(Detection examples)
+++
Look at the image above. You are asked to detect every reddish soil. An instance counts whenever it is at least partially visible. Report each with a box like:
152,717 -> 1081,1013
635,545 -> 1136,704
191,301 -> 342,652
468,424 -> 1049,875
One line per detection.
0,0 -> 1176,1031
+++
◆ What you should do: Render every line of the rows above as a numbered list, omitting blank lines.

◆ Written answer:
1. Look at the image above. You are asked to detect every reddish soil. An instance counts whenever it is at least partially visible. Report each with a box like:
2. 152,717 -> 1081,1013
3. 635,545 -> 1136,704
4. 191,301 -> 342,652
5. 468,424 -> 1049,875
6. One line per detection.
7. 0,0 -> 1176,1031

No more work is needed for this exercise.